> [Data extract]:
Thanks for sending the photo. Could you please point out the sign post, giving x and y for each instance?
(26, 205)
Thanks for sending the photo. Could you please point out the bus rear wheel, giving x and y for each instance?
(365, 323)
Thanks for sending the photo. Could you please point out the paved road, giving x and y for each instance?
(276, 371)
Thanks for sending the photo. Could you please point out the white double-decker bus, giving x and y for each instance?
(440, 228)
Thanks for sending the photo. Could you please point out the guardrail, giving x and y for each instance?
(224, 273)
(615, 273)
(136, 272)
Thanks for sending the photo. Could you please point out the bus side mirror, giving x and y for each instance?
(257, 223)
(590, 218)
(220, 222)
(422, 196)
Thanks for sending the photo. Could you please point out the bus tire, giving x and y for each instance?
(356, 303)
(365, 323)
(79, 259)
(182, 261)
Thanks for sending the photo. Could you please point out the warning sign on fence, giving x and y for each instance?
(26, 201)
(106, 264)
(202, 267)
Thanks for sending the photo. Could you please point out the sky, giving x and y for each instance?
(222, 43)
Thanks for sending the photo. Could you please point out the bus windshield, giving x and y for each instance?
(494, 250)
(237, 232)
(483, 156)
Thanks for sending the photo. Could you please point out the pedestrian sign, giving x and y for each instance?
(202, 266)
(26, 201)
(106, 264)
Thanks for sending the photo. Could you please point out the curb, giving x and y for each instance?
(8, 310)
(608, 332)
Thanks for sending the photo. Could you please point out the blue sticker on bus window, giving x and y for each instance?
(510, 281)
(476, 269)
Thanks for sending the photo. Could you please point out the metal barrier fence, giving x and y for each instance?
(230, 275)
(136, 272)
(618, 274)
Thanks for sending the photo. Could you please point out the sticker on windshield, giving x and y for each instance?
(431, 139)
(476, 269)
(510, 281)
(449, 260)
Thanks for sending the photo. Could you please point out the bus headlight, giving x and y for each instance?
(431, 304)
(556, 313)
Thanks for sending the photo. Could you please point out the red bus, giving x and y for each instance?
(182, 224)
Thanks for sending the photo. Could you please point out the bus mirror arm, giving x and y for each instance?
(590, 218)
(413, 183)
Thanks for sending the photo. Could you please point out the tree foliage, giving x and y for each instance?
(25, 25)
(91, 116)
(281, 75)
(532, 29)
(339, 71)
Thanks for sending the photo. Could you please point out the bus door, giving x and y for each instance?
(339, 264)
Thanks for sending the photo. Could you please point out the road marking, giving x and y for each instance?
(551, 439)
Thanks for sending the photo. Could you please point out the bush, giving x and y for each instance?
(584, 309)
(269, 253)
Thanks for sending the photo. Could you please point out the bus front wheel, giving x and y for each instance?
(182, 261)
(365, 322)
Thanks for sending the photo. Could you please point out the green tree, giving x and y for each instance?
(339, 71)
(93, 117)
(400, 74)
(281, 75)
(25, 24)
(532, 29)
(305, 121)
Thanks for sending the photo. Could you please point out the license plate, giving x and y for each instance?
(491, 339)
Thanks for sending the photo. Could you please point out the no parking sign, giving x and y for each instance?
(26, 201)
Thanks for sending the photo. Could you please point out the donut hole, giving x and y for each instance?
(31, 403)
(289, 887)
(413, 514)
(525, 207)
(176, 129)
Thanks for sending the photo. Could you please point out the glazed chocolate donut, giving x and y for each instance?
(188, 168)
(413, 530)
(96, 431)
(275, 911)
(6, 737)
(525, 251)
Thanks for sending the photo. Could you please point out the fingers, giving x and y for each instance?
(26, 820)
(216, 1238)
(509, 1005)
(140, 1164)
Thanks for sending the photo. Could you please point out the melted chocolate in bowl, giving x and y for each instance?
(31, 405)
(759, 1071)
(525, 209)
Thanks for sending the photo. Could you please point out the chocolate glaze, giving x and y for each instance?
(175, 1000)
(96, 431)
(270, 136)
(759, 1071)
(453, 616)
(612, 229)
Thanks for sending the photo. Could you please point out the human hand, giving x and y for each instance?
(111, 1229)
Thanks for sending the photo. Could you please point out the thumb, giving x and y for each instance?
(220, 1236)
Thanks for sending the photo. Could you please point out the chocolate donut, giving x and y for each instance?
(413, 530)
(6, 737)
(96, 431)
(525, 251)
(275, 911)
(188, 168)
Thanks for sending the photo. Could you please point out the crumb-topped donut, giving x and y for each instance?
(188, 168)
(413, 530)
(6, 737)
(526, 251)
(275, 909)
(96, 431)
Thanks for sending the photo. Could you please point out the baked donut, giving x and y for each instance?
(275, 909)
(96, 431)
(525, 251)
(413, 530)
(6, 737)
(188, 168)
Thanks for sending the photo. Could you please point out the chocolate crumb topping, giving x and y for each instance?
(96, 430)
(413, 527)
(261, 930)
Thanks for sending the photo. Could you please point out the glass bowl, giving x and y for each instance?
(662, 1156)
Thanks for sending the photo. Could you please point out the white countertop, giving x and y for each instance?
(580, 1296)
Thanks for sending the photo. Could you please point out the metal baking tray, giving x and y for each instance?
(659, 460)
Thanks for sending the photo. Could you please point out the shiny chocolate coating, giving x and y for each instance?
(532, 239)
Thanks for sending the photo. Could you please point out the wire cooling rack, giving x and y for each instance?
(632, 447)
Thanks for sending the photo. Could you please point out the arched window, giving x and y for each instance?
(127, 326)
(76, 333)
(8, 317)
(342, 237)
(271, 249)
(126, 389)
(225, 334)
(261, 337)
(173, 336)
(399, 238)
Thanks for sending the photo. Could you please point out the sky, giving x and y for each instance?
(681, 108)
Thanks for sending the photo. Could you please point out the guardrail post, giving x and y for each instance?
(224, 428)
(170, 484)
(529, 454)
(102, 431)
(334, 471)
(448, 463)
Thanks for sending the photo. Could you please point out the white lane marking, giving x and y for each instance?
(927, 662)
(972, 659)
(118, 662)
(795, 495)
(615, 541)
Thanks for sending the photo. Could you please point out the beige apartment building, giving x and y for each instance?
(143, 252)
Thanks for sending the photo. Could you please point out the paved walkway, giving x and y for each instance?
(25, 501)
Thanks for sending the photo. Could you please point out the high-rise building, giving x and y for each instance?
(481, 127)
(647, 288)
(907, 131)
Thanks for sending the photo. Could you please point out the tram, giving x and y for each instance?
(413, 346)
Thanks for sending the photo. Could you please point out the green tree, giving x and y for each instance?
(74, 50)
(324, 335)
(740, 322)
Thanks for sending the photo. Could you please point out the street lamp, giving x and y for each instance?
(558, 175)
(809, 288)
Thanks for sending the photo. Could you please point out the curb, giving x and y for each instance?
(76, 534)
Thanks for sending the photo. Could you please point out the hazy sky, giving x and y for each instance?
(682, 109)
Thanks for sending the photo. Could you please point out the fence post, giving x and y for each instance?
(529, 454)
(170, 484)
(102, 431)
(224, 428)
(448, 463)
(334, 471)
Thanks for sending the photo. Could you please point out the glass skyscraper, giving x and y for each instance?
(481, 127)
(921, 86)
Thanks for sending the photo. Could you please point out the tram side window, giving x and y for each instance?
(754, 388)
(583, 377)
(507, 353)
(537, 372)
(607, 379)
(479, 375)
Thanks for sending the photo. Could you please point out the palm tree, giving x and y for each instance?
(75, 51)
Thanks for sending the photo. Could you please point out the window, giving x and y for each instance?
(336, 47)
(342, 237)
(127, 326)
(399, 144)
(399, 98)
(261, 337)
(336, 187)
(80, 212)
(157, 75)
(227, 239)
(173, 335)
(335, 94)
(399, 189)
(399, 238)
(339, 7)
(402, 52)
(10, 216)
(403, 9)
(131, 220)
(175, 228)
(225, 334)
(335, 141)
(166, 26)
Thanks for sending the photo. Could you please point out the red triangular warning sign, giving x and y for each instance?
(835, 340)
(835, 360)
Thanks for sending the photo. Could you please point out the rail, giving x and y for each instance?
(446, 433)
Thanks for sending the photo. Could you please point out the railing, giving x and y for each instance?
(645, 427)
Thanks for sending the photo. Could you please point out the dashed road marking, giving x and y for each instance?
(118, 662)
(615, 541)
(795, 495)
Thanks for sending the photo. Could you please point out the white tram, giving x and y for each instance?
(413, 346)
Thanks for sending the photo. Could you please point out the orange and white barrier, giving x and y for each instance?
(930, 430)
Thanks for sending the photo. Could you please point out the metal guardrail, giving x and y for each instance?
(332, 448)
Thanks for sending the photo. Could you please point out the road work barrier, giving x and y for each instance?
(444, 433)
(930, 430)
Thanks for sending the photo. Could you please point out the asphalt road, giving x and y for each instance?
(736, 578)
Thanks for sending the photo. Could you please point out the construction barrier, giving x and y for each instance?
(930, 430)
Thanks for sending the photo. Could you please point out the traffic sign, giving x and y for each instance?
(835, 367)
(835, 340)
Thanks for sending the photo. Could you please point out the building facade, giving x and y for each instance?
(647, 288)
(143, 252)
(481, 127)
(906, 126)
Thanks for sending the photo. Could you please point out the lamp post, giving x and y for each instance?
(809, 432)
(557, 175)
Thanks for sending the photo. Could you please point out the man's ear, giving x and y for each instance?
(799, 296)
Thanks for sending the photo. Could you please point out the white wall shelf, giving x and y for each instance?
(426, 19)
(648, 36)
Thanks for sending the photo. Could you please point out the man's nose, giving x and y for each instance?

> [Task directions]:
Please put the rows above, from the line holding "the road marking, giving" through the line holding "(140, 1164)", inclusive, into a numbered list with blank lines left out.

> [Task result]:
1. Thanks for sending the photo. Could you please point out the road marking, giving x and y for each instance?
2. (551, 439)
3. Thanks for sending the photo. Could you please point out the bush, giving x and y for each instance?
4. (584, 309)
5. (269, 253)
6. Thanks for sending the photo. Could you please point out the bus front wheel, giving x and y for each instance?
7. (182, 261)
8. (365, 322)
9. Thanks for sending the photo. Could you please point out the green tree, giving x and y for each instance?
10. (339, 71)
11. (93, 117)
12. (400, 74)
13. (281, 75)
14. (25, 24)
15. (532, 29)
16. (305, 121)
17. Thanks for sending the photo. Could you please point out the license plate, giving x and y for each instance?
18. (491, 339)
19. Thanks for sending the photo. Could you please point out the no parking sign, giving x and y for each instance?
20. (26, 201)
21. Thanks for sending the photo. Could you please point out the donut hole, giving x and y for each instance?
22. (31, 403)
23. (289, 887)
24. (413, 514)
25. (525, 207)
26. (176, 129)
27. Thanks for sending the photo. Could you please point out the glazed chocolate donut, giving x and y for each instance?
28. (188, 168)
29. (413, 530)
30. (96, 431)
31. (275, 911)
32. (6, 737)
33. (525, 251)
34. Thanks for sending the photo. Could you please point out the fingers, giving x and y for each instance?
35. (26, 820)
36. (216, 1238)
37. (509, 1005)
38. (140, 1164)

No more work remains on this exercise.